PROBLEM DESCRIPTION ->
Copy the lines below word for word, leaving out the pictures.

Image box annotation records
____

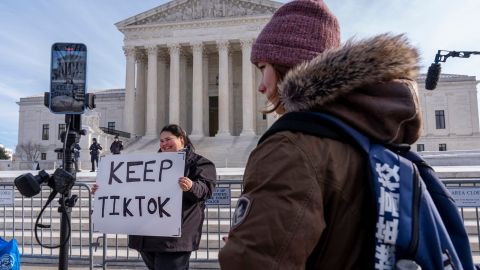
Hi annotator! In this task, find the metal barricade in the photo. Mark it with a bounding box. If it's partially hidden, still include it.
[0,182,93,269]
[0,179,480,269]
[101,180,243,269]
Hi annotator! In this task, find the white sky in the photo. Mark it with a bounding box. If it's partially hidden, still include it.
[0,0,480,148]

____

EXERCISE ANSWER ->
Hi annotator! In this task, find the metal barricade in the photo. Mark it with a bounding box. If it's partially hidden, still include it.
[0,182,93,269]
[0,179,480,269]
[101,180,243,269]
Hi annotator! In this task, find the white sky in the photo. Mark it with a bounding box. If it's partially hidden, still include it.
[0,0,480,148]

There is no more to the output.